Image-grounded pointing data:
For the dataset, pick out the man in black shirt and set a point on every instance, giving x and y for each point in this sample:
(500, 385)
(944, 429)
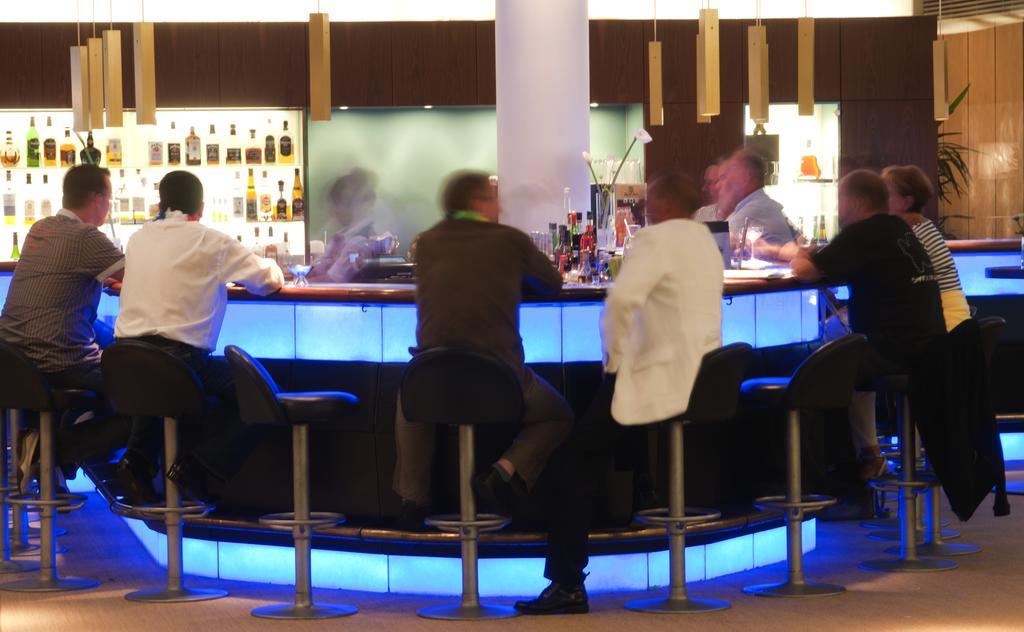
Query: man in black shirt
(894, 297)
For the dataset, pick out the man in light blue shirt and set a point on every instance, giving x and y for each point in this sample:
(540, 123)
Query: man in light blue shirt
(741, 197)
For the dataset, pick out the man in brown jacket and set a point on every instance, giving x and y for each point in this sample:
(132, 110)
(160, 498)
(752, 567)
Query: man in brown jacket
(470, 274)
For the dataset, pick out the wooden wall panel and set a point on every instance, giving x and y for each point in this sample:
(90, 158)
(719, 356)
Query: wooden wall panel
(360, 65)
(434, 64)
(263, 65)
(1008, 170)
(887, 57)
(187, 65)
(682, 143)
(981, 121)
(875, 134)
(617, 54)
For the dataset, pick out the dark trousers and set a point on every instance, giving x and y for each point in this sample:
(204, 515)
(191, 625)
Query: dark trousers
(227, 441)
(577, 485)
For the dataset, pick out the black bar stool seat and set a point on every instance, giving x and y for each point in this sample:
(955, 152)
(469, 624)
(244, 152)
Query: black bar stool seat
(824, 380)
(24, 387)
(261, 403)
(143, 380)
(713, 399)
(467, 388)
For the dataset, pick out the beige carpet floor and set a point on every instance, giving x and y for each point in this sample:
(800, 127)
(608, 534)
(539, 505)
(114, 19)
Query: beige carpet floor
(985, 594)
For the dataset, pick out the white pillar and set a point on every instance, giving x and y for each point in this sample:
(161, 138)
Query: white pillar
(542, 51)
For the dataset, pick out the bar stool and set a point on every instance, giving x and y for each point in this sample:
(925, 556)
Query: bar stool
(262, 403)
(824, 380)
(142, 380)
(24, 387)
(6, 563)
(909, 487)
(713, 399)
(467, 388)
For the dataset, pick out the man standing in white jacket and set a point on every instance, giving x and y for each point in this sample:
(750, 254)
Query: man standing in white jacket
(662, 316)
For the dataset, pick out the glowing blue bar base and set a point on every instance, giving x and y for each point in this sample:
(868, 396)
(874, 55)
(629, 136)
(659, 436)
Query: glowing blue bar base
(440, 576)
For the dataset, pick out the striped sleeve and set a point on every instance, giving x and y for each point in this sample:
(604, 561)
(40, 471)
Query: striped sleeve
(938, 252)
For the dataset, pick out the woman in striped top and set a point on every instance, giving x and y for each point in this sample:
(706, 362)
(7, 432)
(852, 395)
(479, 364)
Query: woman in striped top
(909, 190)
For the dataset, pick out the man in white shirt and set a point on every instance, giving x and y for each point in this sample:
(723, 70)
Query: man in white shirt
(663, 314)
(174, 296)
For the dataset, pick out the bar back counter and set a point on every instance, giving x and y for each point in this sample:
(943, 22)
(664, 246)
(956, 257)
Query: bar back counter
(356, 338)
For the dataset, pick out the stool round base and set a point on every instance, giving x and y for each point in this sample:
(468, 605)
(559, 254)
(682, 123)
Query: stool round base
(17, 565)
(316, 611)
(787, 589)
(893, 536)
(943, 549)
(59, 584)
(162, 595)
(668, 605)
(461, 613)
(908, 565)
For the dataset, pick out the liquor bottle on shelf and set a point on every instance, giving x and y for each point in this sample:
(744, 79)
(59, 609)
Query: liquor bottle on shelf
(254, 153)
(212, 148)
(282, 213)
(252, 202)
(45, 205)
(89, 154)
(194, 149)
(265, 200)
(173, 149)
(9, 156)
(286, 154)
(67, 151)
(49, 145)
(32, 144)
(9, 203)
(298, 199)
(232, 155)
(238, 199)
(30, 201)
(114, 156)
(269, 145)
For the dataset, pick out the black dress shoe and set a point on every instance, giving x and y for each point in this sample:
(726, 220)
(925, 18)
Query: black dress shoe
(557, 599)
(134, 474)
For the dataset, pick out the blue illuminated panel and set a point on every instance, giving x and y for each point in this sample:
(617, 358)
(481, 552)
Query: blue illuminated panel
(778, 319)
(343, 333)
(541, 329)
(738, 324)
(399, 331)
(263, 330)
(971, 267)
(582, 332)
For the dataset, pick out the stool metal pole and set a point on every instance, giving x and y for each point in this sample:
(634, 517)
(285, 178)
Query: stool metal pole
(303, 607)
(6, 563)
(175, 590)
(907, 560)
(48, 580)
(19, 520)
(796, 585)
(677, 601)
(470, 608)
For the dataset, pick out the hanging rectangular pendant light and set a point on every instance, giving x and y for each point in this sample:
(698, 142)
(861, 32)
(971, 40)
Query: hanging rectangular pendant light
(95, 46)
(940, 80)
(701, 86)
(708, 60)
(113, 94)
(80, 87)
(757, 58)
(805, 67)
(145, 74)
(656, 116)
(320, 67)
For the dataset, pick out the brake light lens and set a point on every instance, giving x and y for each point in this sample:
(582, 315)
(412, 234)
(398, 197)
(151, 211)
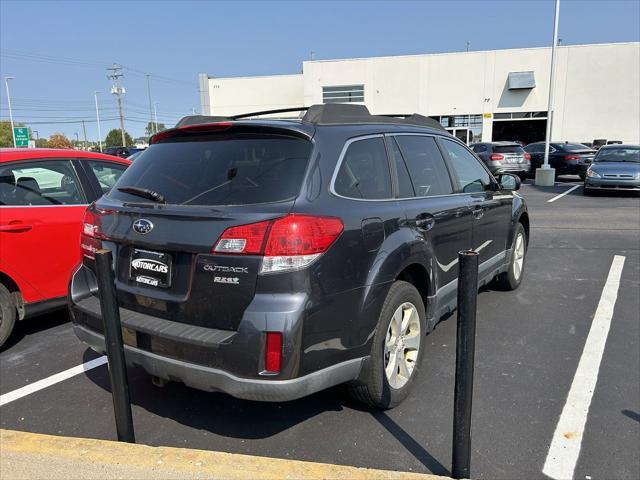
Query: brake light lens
(286, 243)
(273, 352)
(91, 235)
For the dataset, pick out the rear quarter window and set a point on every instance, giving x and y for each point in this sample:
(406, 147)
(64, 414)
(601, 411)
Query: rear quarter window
(239, 169)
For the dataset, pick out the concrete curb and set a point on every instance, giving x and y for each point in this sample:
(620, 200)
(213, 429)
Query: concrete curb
(32, 455)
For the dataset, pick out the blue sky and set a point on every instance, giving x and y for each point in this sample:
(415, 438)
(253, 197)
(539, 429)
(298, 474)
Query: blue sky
(58, 51)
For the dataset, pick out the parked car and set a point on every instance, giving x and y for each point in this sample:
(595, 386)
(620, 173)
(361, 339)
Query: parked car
(43, 196)
(270, 259)
(615, 167)
(567, 158)
(122, 152)
(504, 157)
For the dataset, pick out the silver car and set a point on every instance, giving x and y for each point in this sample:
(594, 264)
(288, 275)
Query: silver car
(615, 167)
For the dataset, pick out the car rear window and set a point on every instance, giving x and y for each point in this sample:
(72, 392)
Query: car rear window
(508, 149)
(573, 147)
(240, 169)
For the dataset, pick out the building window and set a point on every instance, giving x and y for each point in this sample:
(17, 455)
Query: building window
(343, 94)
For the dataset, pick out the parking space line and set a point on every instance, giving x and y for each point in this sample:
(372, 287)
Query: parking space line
(563, 193)
(53, 379)
(567, 439)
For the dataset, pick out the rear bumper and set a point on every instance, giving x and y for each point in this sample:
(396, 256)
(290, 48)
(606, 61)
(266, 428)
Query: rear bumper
(612, 184)
(212, 379)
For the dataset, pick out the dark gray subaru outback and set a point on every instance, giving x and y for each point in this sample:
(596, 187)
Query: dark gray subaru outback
(270, 259)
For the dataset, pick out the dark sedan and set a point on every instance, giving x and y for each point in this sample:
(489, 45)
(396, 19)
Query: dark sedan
(567, 158)
(615, 167)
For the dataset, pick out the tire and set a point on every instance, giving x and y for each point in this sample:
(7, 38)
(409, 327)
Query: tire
(7, 314)
(376, 387)
(511, 279)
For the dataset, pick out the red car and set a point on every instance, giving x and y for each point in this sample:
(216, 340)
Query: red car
(43, 196)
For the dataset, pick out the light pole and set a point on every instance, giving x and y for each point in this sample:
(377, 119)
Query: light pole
(545, 176)
(95, 95)
(6, 84)
(155, 112)
(150, 103)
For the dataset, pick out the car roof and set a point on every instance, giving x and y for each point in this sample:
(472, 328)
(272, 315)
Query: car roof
(13, 154)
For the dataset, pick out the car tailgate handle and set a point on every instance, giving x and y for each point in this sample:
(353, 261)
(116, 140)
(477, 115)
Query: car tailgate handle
(425, 222)
(16, 227)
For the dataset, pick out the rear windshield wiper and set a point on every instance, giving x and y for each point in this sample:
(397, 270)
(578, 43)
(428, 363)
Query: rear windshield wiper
(144, 193)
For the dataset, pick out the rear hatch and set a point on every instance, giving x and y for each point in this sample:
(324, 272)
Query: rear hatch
(201, 184)
(513, 154)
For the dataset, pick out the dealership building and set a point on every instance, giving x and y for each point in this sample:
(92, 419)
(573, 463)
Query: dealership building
(478, 96)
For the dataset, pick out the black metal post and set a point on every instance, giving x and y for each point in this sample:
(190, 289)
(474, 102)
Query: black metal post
(465, 352)
(114, 346)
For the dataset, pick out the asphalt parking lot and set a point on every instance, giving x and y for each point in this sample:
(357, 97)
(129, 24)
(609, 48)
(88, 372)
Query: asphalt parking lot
(529, 345)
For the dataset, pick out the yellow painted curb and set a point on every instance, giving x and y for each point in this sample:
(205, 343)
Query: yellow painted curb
(35, 455)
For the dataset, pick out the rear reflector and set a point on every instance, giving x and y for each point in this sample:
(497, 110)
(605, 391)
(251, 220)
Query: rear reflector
(287, 243)
(273, 352)
(91, 235)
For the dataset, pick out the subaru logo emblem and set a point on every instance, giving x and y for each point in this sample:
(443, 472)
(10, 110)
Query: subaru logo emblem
(142, 226)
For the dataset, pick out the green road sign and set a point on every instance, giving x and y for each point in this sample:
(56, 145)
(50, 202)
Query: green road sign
(21, 134)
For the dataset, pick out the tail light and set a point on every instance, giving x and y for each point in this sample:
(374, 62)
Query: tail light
(286, 243)
(273, 352)
(91, 235)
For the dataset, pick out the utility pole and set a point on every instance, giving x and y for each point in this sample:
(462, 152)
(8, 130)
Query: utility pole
(150, 103)
(84, 129)
(117, 90)
(155, 111)
(95, 95)
(6, 84)
(545, 176)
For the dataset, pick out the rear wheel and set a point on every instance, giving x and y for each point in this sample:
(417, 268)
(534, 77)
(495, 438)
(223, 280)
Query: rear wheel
(398, 347)
(511, 279)
(7, 314)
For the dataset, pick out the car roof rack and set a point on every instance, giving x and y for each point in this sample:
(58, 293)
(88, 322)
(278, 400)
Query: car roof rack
(326, 114)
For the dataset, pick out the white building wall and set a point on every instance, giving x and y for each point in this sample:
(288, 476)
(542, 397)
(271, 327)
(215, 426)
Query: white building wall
(597, 87)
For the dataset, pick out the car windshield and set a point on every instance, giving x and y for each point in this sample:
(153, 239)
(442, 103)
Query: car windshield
(618, 154)
(508, 149)
(239, 169)
(573, 147)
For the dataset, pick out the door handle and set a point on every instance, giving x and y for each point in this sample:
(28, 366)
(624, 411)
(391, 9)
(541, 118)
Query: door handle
(16, 228)
(425, 222)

Problem to work on: When you reach the line holding "For the dataset, pick out the white pillar" in the records above, begin reproducing exactly, stop after the line holding "For the dataset, pick out the bar stool", and output nothing else.

Task answer:
For the dataset, pick out the white pillar and set a point on every instance, giving x and y for each point in this sample:
(161, 138)
Query: white pillar
(542, 51)
For the dataset, pick out the bar stool and set a point on every instance, giving x and y for each point in this sample:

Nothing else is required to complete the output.